Even if you buy brand new batteries, I believe one should understand what happened.

Good luck, and keep on trying


WHOOSH 09-24-2004 03:56 AM

Battery Voltages vs Capacity
Zeph, you clearly have a problem. Putting an electronic ''load'' on a large housebank is almost nothing. You need to follow Calder''s instructions, using the engine (start disabled) to put a REAL load on the bank, while checking both circuit integrity and also capacity of the bank. No short cuts, please - read to understand those tests and give them a try.

BUT let me add one suggestion. A day or two before doing so, run a Equalizing Charge on the bank, trying to shake whatever sulfation has occurred. Then run your tests.


svzephyr44 09-24-2004 05:52 AM

Battery Voltages vs Capacity
Thanks to all for your suggestions. I am going to run the equalzation charge today. Since the battery bank has an inverter attached I can easily add a 100 amp load (its a freedom 25, so 2500 watts at 12 volts equals about 200 amps) by turning on the coffee pot and the microwave.

• _What this exercise asks_
1. In the battery discussion, rewrite the passage from "WHOOSH 09-24-2004 03:56" to "them a try.", putting "house bank" in place of "housebank".
2. The battery discussion recommends running an equalizing charge a day or two before the tests. What reason does it give for this step?

• _The data_
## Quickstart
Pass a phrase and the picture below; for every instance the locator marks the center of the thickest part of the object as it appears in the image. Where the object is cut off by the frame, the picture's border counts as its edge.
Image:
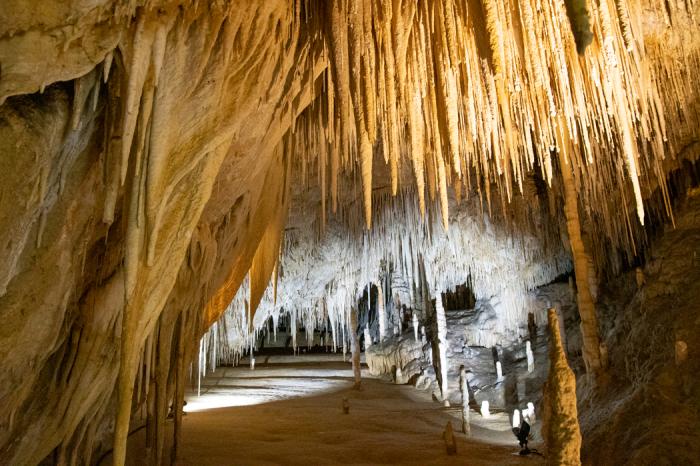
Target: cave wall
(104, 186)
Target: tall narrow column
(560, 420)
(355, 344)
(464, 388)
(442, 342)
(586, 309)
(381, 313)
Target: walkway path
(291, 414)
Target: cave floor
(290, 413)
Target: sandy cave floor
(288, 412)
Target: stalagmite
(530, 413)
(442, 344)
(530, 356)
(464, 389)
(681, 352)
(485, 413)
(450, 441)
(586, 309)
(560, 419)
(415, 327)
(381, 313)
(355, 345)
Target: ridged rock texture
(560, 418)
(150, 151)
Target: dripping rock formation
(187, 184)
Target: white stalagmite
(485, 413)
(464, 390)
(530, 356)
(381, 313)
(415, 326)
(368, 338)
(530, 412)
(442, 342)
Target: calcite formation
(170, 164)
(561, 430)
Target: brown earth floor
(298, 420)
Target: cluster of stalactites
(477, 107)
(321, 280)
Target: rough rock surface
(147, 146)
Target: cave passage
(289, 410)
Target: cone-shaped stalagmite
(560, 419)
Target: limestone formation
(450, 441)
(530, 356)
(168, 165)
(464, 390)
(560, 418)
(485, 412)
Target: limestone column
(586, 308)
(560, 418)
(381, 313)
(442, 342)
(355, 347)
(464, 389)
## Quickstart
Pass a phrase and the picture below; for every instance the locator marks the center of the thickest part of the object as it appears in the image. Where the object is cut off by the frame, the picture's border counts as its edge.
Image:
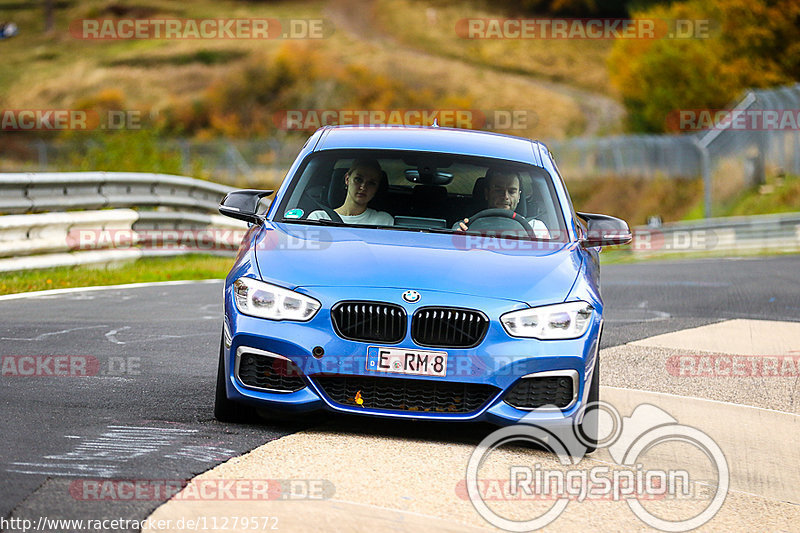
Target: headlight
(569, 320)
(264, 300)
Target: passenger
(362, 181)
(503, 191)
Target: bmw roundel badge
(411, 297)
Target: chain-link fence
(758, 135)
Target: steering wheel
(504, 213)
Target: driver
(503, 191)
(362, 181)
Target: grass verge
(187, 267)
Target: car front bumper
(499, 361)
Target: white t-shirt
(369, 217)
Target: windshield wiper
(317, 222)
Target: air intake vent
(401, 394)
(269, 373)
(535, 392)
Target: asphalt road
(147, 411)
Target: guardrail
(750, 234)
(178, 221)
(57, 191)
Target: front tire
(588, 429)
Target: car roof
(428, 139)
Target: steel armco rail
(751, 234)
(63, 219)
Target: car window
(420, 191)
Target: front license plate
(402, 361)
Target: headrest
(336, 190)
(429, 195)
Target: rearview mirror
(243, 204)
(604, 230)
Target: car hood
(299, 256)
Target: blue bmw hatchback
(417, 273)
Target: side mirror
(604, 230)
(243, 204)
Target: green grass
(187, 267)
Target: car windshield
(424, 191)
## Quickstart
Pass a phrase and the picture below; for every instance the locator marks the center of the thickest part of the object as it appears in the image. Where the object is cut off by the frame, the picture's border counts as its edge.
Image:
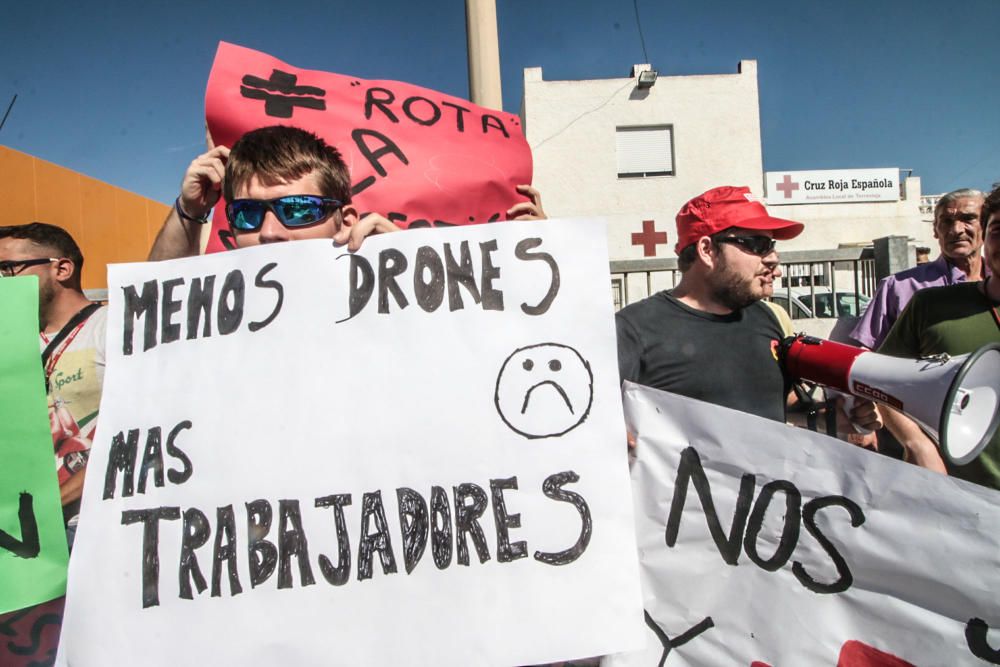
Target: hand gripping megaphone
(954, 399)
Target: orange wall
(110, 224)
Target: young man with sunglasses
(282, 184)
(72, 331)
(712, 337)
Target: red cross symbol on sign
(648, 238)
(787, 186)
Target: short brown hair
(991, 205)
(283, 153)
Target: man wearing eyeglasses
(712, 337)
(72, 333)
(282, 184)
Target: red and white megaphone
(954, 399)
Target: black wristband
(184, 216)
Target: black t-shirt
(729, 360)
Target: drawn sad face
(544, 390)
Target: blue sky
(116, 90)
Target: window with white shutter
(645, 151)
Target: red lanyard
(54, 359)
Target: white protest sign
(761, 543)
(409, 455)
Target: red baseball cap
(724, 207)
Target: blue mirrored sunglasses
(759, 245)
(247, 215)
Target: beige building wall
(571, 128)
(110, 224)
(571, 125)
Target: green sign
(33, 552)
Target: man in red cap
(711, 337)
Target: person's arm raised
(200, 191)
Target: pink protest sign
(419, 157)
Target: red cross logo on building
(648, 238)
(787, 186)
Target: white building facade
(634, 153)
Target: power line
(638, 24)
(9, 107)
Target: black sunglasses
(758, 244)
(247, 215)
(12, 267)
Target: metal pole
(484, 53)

• _Exercise answers_
1.
WHOOSH 09-24-2004 03:56 AM

Battery Voltages vs Capacity
Zeph, you clearly have a problem. Putting an electronic ''load'' on a large house bank is almost nothing. You need to follow Calder''s instructions, using the engine (start disabled) to put a REAL load on the bank, while checking both circuit integrity and also capacity of the bank. No short cuts, please - read to understand those tests and give them a try.

2. The equalizing charge is meant to shake loose whatever sulfation has built up in the bank before the tests are run.